Mais enfin, que ce soit pour les rapprocher ou les opposer, articuler la philosophie de Nietzsche et la communication de Conway me semble aussi vain qu’équivoque. Et si je viens moi-même de m’y essayer, c’est pour prévenir la contagion : les notions d’alternative facts et de post-truth politics prennent un air nietzschéen à trop bon compte. Surtout, il y a un détail que l’on semble oublier mais qui, en réalité, devrait annuler tout ce que je viens de dire et dénoncer comme coquetterie toute prétention à interpréter d’un point de vue philosophique (nietzschéen ou autre) l’usage conwayen des «alternative facts», une formule à faire fantasmer un peu trop vite les philosophes. — Conway et l’administration Trump mentent, et ils mentent sans chercher à être crus. (Au passage, c’est exactement la direction prise par la communication politique française). Ce que Nietzsche appelle mensonge (par exemple dès Vérité et mensonge au sens extra-moral) est toujours un mensonge inévitable et involontaire, un mensonge a-subjectif de la « vie » qui, pour le sujet humain, est bien plutôt une illusion. Lorsque, dans le paragraphe 52 de L’Antéchrist évoqué plus haut, Nietzsche évoquait la probité du philologue, il lui opposait le théologien et son « incapacité de ne pas mentir ». Les mythomanes finissent toujours par être sincères à force de s’incorporer le mensonge. L’humanité est peut-être une espèce mythomane qui a besoin du mensonge pour sa survie et son expansion. Mais le mythomane s’effondre s’il n’est pas cru — comme toute morale.

CONSIGNE ÉCRITE 1 ▸
Sélectionnez puis recopiez chaque ligne des enregistrements qui contient le mot "golden".

Enregistrements de pointage d'objets nommés:
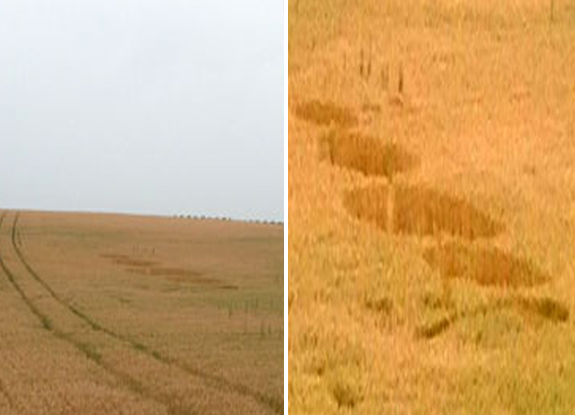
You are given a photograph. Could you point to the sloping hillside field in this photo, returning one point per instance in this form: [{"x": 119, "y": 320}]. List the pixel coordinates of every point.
[
  {"x": 431, "y": 207},
  {"x": 111, "y": 314}
]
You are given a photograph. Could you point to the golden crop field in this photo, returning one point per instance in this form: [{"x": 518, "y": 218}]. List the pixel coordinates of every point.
[
  {"x": 118, "y": 314},
  {"x": 431, "y": 195}
]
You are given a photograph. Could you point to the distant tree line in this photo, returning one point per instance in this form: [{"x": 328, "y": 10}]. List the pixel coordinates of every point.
[{"x": 228, "y": 219}]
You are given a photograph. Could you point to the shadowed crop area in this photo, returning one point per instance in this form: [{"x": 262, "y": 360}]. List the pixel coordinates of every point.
[
  {"x": 367, "y": 155},
  {"x": 431, "y": 194},
  {"x": 126, "y": 314},
  {"x": 325, "y": 114},
  {"x": 419, "y": 211},
  {"x": 485, "y": 266}
]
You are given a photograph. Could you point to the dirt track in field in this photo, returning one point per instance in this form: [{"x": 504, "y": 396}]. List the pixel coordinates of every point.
[{"x": 178, "y": 387}]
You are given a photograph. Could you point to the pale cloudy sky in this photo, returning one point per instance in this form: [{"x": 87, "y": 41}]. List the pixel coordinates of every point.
[{"x": 144, "y": 106}]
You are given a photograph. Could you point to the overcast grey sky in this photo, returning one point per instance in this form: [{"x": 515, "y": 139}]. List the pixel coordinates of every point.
[{"x": 144, "y": 106}]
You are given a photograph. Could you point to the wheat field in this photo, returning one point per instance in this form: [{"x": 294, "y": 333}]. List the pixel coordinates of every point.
[
  {"x": 431, "y": 194},
  {"x": 120, "y": 314}
]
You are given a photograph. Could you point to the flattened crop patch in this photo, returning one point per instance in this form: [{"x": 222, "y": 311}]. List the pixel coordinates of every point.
[
  {"x": 326, "y": 113},
  {"x": 485, "y": 266},
  {"x": 419, "y": 211},
  {"x": 366, "y": 154}
]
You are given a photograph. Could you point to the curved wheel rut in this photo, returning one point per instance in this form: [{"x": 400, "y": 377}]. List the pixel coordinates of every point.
[{"x": 182, "y": 388}]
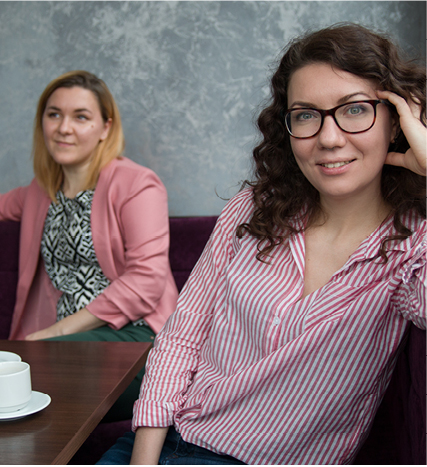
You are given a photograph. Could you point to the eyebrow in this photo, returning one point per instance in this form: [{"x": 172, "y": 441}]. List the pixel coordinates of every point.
[
  {"x": 342, "y": 100},
  {"x": 52, "y": 107}
]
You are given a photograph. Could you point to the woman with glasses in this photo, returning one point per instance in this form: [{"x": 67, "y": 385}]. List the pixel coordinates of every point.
[
  {"x": 286, "y": 334},
  {"x": 94, "y": 242}
]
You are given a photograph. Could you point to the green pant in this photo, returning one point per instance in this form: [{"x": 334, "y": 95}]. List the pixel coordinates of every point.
[{"x": 123, "y": 408}]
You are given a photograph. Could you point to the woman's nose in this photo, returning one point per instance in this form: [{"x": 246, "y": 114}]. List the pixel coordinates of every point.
[
  {"x": 65, "y": 126},
  {"x": 331, "y": 135}
]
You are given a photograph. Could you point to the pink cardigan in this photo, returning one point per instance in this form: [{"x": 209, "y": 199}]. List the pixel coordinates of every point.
[{"x": 130, "y": 232}]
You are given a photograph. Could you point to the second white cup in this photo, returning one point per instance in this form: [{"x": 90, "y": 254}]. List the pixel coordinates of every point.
[{"x": 15, "y": 386}]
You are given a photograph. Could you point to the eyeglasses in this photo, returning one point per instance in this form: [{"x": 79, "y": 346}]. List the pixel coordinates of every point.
[{"x": 353, "y": 117}]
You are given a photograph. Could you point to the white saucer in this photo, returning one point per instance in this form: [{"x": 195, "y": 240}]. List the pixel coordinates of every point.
[
  {"x": 37, "y": 402},
  {"x": 9, "y": 356}
]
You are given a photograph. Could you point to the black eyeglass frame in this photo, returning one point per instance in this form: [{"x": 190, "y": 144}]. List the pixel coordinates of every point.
[{"x": 331, "y": 112}]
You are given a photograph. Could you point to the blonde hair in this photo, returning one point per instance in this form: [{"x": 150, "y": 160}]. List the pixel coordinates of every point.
[{"x": 49, "y": 173}]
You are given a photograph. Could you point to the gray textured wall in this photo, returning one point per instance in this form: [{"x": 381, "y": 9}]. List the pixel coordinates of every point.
[{"x": 189, "y": 77}]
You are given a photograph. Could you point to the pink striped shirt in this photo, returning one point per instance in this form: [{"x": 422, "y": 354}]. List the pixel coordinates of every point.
[{"x": 246, "y": 368}]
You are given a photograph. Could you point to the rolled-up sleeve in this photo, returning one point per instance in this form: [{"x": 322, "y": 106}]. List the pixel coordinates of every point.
[{"x": 144, "y": 236}]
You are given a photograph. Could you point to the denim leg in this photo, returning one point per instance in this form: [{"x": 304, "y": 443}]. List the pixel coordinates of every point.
[{"x": 120, "y": 453}]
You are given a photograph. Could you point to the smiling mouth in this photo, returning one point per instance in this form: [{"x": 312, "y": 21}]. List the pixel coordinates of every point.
[{"x": 334, "y": 165}]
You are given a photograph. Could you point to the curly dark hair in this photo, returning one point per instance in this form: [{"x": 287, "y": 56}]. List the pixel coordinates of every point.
[{"x": 280, "y": 191}]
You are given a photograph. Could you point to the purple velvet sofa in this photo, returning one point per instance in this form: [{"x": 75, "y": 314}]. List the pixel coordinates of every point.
[{"x": 399, "y": 429}]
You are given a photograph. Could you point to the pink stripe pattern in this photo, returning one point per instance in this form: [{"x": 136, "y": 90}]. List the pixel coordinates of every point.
[{"x": 245, "y": 367}]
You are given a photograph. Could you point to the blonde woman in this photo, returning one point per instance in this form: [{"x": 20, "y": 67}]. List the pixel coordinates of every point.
[{"x": 94, "y": 226}]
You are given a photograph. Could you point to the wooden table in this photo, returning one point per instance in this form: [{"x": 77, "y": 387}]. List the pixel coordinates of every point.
[{"x": 84, "y": 379}]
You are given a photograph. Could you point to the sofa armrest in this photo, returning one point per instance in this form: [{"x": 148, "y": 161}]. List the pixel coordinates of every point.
[{"x": 9, "y": 263}]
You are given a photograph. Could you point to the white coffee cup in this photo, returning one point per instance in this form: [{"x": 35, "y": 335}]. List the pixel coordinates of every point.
[
  {"x": 9, "y": 356},
  {"x": 15, "y": 386}
]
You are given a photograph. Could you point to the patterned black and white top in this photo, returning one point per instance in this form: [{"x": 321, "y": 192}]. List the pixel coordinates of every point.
[{"x": 69, "y": 255}]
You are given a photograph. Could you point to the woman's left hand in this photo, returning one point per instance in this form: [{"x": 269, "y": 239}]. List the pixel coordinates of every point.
[
  {"x": 414, "y": 158},
  {"x": 81, "y": 321}
]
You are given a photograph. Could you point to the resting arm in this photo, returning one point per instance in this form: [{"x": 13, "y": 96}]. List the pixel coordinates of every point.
[
  {"x": 148, "y": 445},
  {"x": 80, "y": 321}
]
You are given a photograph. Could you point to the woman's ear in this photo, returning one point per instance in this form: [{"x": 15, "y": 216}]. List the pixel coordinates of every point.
[{"x": 106, "y": 130}]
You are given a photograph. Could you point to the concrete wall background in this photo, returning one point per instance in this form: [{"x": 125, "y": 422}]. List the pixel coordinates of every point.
[{"x": 189, "y": 77}]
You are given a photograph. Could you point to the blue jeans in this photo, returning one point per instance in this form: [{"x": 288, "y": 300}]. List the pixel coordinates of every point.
[{"x": 175, "y": 451}]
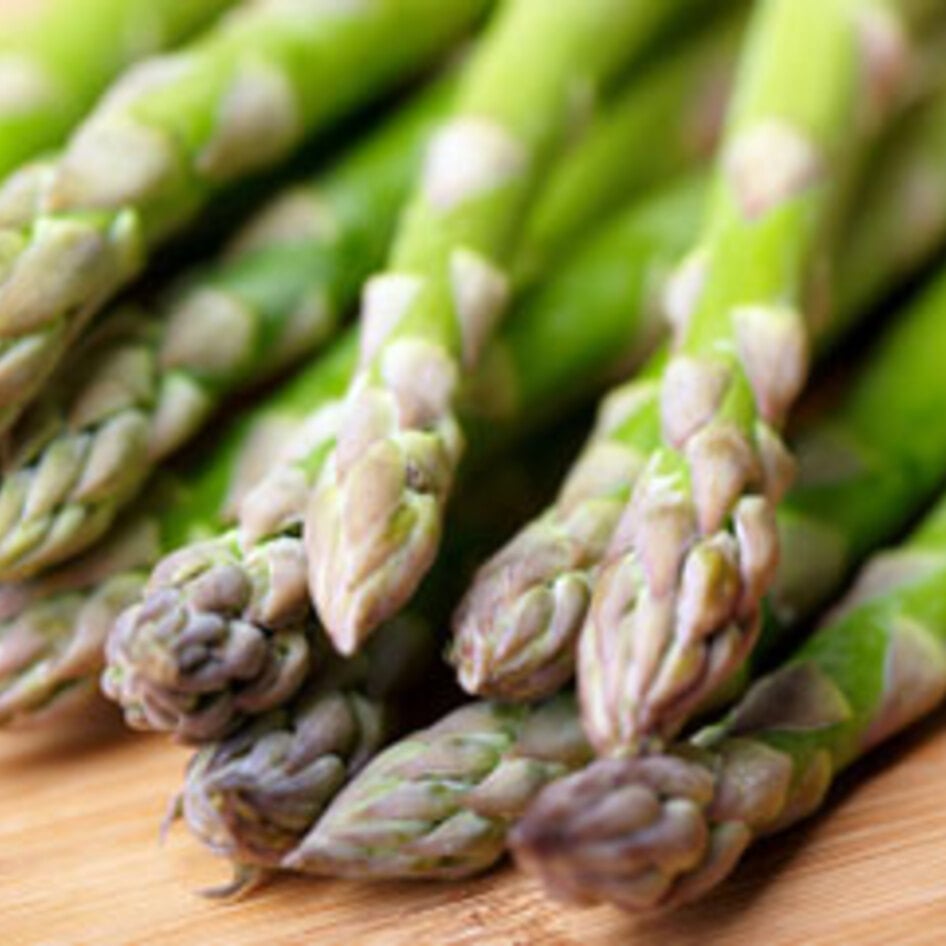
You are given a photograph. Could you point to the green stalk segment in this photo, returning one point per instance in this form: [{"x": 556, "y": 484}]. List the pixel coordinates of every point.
[
  {"x": 284, "y": 287},
  {"x": 176, "y": 130},
  {"x": 57, "y": 56},
  {"x": 663, "y": 830},
  {"x": 374, "y": 524},
  {"x": 438, "y": 803},
  {"x": 878, "y": 462},
  {"x": 677, "y": 605},
  {"x": 516, "y": 630},
  {"x": 256, "y": 570},
  {"x": 152, "y": 376}
]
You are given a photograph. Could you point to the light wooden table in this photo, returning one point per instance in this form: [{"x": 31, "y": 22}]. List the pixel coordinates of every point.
[{"x": 80, "y": 865}]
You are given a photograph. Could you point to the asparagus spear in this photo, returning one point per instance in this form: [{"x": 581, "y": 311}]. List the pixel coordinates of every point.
[
  {"x": 374, "y": 523},
  {"x": 174, "y": 131},
  {"x": 663, "y": 830},
  {"x": 516, "y": 629},
  {"x": 56, "y": 56},
  {"x": 255, "y": 568},
  {"x": 298, "y": 265},
  {"x": 676, "y": 607},
  {"x": 437, "y": 803},
  {"x": 240, "y": 642},
  {"x": 252, "y": 796},
  {"x": 581, "y": 314},
  {"x": 150, "y": 377},
  {"x": 862, "y": 478}
]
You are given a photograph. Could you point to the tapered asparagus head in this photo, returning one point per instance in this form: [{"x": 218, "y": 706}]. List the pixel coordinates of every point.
[
  {"x": 374, "y": 525},
  {"x": 439, "y": 803},
  {"x": 201, "y": 651},
  {"x": 253, "y": 796},
  {"x": 654, "y": 831},
  {"x": 51, "y": 650},
  {"x": 516, "y": 630}
]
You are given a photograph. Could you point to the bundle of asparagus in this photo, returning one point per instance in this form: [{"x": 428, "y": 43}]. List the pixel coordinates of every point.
[{"x": 559, "y": 197}]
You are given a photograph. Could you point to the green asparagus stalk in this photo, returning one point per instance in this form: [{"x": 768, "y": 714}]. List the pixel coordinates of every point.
[
  {"x": 583, "y": 312},
  {"x": 862, "y": 477},
  {"x": 374, "y": 524},
  {"x": 256, "y": 568},
  {"x": 176, "y": 130},
  {"x": 437, "y": 803},
  {"x": 252, "y": 796},
  {"x": 663, "y": 830},
  {"x": 676, "y": 607},
  {"x": 241, "y": 641},
  {"x": 149, "y": 379},
  {"x": 517, "y": 627},
  {"x": 287, "y": 281},
  {"x": 57, "y": 56}
]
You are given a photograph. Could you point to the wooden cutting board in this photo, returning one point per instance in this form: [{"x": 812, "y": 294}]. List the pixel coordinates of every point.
[{"x": 80, "y": 865}]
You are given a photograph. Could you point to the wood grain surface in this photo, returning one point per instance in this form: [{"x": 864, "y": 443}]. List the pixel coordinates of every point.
[{"x": 80, "y": 865}]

CONSIGNE ÉCRITE 2 ▸
Pour chacune des affirmations suivantes, indiquez par oui ou par non si elle s'accorde avec l'extrait, et citez les mots de l'extrait qui permettent de trancher. (a) Conway et l'administration Trump mentent sans chercher à être crus. (b) Le mensonge au sens de Nietzsche est un mensonge volontaire. (c) Le mythomane tient bon même lorsqu'il n'est pas cru.

RÉSULTAT ATTENDU 1 ▸
You are given a photograph. Could you point to the golden crop field in this photo, returning one point per instance in this form: [{"x": 518, "y": 218}]. List the pixel coordinates of every point.

RÉSULTAT ATTENDU 2 ▸
(a) Oui : « Conway et l’administration Trump mentent, et ils mentent sans chercher à être crus. »
(b) Non : « est toujours un mensonge inévitable et involontaire »
(c) Non : « Mais le mythomane s’effondre s’il n’est pas cru »